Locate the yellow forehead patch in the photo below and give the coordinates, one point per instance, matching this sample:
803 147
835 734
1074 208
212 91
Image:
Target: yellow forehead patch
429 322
• • • •
● **Exercise description**
Reproduce all of the records exactly.

● **Reply to the exercise**
Locate the yellow forehead patch in the photo below and give the coordinates, one point per instance, matching this sample:
803 147
835 734
1074 208
212 91
Image:
Target: yellow forehead patch
429 322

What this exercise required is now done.